Work instructions:
Report how many lines in the entries below contain the word "gravel". Give only the number.

Exercise inputs:
::::

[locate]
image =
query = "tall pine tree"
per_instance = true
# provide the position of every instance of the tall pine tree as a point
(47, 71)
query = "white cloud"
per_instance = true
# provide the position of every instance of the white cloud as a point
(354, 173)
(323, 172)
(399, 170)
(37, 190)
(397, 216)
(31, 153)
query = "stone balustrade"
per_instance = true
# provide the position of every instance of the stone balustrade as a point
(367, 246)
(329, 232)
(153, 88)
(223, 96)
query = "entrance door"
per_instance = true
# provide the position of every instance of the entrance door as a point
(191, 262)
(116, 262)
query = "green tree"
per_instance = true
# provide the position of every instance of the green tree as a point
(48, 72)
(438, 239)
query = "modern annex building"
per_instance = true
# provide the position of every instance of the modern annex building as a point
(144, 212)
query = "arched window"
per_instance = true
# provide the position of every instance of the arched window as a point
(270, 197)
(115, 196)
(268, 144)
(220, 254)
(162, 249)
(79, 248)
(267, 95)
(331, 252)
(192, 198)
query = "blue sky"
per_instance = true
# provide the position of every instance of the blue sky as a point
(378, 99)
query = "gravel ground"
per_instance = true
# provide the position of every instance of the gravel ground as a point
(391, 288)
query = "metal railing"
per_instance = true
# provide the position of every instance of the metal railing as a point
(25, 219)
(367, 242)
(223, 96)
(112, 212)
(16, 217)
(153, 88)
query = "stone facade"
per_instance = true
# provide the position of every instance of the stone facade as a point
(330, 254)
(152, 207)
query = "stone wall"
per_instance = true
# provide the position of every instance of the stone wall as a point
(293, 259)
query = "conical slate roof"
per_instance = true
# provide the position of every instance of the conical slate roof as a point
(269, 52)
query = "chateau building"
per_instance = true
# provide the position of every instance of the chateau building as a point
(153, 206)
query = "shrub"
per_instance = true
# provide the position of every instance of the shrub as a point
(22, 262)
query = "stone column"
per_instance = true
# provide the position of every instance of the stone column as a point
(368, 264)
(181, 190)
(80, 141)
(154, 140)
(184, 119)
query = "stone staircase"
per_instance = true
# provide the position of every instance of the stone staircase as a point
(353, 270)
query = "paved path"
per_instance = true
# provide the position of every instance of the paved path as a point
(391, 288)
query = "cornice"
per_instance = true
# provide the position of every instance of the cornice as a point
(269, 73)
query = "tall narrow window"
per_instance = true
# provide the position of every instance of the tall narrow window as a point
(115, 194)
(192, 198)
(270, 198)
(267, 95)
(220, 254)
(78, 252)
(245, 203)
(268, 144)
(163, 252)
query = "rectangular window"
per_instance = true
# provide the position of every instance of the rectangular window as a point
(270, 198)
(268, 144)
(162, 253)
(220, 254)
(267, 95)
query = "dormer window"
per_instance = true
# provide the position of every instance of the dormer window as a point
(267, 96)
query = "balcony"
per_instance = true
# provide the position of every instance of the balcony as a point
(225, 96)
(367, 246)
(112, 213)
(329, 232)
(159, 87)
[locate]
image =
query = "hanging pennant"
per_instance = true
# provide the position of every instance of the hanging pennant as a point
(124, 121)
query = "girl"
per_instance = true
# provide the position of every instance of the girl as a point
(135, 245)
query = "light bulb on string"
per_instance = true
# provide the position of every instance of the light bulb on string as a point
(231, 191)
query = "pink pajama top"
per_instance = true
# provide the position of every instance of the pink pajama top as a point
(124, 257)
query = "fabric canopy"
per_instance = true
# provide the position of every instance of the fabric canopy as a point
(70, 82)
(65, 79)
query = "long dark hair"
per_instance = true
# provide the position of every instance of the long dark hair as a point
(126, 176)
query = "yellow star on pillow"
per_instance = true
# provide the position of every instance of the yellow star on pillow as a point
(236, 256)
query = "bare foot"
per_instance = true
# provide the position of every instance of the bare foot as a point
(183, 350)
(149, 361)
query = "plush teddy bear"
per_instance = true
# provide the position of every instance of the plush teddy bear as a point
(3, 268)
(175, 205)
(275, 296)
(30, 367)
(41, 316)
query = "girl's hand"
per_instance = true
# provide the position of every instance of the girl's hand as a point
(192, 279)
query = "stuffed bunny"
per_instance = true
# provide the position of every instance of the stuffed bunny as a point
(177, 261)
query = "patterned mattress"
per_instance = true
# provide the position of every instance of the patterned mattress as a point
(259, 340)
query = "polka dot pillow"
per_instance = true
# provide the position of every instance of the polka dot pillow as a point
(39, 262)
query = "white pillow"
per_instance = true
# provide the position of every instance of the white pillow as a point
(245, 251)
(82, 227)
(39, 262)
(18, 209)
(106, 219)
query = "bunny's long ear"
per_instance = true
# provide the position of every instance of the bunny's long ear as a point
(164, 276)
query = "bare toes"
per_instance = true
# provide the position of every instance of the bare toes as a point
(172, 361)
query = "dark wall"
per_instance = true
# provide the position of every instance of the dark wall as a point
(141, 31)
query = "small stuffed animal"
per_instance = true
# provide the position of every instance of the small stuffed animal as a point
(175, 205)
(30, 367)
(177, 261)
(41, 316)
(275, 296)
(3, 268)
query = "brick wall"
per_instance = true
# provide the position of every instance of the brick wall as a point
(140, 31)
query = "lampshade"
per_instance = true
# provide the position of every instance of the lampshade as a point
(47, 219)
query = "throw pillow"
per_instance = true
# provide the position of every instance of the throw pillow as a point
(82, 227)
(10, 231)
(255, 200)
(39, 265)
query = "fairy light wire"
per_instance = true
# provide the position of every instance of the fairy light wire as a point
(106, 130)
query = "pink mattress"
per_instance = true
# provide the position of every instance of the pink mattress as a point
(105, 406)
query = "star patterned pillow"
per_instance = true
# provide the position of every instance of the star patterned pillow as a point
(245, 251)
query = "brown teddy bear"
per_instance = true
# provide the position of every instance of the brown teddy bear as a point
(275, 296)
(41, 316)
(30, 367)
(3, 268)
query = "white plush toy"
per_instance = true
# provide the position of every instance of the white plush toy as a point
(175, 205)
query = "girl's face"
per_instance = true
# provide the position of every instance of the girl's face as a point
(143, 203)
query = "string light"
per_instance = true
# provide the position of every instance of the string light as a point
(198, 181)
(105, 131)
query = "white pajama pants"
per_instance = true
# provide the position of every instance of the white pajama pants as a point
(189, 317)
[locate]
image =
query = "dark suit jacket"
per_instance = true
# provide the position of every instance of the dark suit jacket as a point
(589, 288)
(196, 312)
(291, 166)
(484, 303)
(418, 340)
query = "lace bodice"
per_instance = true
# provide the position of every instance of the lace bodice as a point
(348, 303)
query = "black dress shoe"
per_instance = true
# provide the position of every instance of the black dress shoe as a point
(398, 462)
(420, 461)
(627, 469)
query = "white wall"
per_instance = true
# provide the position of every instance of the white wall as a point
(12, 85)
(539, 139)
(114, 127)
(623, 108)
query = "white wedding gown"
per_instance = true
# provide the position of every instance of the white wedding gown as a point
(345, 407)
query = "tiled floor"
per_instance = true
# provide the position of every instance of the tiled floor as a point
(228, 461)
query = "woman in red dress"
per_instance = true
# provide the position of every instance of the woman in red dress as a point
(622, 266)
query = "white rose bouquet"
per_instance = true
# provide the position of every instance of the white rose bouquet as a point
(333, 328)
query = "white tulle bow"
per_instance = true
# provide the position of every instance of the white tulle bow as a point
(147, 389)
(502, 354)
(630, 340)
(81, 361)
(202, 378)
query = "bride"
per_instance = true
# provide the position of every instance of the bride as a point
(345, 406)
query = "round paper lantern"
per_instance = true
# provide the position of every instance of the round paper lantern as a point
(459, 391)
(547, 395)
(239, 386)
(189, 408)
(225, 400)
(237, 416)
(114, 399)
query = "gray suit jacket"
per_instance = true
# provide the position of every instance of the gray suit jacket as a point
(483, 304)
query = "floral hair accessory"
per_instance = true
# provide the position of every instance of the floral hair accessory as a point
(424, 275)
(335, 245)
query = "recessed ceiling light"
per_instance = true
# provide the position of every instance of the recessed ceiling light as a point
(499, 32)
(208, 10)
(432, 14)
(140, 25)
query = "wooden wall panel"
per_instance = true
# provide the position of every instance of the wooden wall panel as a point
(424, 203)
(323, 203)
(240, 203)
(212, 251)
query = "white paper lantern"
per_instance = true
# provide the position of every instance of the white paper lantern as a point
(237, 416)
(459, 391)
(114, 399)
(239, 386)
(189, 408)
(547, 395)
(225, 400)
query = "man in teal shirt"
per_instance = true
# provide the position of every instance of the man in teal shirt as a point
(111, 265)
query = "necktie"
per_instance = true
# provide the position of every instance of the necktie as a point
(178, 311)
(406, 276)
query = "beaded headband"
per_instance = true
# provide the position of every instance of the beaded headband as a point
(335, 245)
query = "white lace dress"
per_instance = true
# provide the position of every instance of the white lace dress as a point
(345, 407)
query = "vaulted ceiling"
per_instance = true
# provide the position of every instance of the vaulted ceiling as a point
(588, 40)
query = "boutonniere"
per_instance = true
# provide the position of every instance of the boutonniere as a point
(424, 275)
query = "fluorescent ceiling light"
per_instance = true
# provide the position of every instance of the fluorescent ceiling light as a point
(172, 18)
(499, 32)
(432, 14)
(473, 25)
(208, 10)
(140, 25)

::::

The reply:
2